─── Text shown

Well your first priority if you're going to try to bring it down at range is to drop the Void Shields. Weapons that fire at least 2 shots per turn and have a Strength of at least 7 are great for this. Autocannons, missile pods and the like are grand at messing up void shields. It's best to fire these lower Strength weapons first, then light the Titan up with your higher Strength guns if need be.

Once the void shields are down, hammer it with everything that you've got. If you manage to destroy a weapon, remove whichever one's most threatening to your (remaining) troops. Obviously this is also a great time to use weapons that automatically remove Structure Points, like Vortex Grenades.

If you're going to try to bring the thing down in close combat, Flank March will probably help you immensely. Just watch out for a Titan's Stomp Attack. For this reason it's best to use units that are either Monstrous Creatures, have Rending or really high Strength values. The last thing you want is to charge a Titan with a unit that has a hidden power fist only to have almost the entire unit Stomped to death before you even get a chance to swing your fist. Always try to use weapons that strike in I order first.

──────
─── Entries provided

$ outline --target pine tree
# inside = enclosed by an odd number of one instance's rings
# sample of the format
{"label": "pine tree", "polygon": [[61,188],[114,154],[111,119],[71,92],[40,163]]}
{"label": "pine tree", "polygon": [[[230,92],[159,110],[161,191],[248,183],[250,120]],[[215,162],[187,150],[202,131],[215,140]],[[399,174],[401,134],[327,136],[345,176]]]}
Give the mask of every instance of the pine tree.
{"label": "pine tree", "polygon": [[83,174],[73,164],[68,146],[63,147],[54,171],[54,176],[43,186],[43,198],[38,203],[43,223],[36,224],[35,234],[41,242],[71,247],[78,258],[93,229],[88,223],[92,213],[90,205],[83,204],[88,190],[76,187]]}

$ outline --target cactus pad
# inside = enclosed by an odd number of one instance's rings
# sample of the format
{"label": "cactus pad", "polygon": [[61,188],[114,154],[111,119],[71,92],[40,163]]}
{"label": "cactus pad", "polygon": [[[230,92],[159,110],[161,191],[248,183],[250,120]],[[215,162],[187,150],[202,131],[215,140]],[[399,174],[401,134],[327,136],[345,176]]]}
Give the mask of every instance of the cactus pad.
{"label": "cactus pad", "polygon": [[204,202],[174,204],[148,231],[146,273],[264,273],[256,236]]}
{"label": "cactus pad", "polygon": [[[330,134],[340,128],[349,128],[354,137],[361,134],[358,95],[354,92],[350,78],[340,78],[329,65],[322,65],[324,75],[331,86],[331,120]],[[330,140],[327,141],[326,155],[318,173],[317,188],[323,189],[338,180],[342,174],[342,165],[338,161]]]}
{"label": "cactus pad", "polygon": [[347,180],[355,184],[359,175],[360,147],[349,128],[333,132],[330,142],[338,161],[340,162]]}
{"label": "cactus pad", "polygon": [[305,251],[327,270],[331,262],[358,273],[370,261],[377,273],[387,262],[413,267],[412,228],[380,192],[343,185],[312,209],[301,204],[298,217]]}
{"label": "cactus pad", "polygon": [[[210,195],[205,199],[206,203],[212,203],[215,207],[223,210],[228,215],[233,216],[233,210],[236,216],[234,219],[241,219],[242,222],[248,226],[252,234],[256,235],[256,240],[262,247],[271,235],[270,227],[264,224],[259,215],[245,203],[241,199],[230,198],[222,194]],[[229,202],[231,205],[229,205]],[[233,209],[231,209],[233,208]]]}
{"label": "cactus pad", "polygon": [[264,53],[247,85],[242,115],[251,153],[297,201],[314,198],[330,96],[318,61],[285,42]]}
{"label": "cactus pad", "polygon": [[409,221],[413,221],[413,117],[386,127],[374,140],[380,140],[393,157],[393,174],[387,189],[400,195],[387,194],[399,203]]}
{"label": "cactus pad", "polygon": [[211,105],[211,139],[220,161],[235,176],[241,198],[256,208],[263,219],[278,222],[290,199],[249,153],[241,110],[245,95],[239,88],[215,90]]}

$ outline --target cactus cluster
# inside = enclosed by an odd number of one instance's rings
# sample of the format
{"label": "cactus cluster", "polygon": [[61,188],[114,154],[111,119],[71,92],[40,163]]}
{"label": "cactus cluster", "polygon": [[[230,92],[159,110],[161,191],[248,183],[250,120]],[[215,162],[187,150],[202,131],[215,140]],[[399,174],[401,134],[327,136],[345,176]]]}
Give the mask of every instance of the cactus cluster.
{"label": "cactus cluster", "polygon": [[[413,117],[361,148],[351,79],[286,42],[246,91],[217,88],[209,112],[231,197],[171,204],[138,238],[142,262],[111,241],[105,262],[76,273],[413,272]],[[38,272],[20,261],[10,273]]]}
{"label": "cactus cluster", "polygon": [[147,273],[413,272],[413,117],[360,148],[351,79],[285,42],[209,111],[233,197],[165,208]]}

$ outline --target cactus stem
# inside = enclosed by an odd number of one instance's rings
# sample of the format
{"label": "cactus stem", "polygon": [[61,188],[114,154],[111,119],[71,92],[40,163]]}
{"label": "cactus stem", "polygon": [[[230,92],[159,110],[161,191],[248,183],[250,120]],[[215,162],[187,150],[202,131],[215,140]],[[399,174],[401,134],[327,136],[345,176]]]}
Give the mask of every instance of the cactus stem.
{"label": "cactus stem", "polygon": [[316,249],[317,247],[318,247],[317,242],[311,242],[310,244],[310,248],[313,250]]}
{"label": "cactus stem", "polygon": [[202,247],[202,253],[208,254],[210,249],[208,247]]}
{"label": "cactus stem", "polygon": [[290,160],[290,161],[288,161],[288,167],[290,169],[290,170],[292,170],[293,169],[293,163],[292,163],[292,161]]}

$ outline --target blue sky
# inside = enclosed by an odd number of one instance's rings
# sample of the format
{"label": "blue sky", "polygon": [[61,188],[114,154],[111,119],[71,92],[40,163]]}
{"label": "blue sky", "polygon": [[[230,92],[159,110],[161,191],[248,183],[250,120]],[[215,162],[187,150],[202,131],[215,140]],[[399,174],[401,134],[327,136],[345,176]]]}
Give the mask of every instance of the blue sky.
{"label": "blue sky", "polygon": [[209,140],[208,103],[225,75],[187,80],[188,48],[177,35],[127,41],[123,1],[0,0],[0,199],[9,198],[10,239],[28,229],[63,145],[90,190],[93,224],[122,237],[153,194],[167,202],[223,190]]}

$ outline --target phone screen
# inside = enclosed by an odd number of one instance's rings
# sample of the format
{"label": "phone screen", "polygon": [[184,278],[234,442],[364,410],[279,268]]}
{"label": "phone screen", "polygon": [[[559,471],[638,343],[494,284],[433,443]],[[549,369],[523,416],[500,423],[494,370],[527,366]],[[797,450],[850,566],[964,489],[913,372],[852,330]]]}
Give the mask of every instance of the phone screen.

──────

Exercise aim:
In the Titan advice, what should be the first priority when trying to bring a Titan down at range? Work from the Titan advice alone, leaving the items aside.

Answer in full:
Dropping the Titan's Void Shields.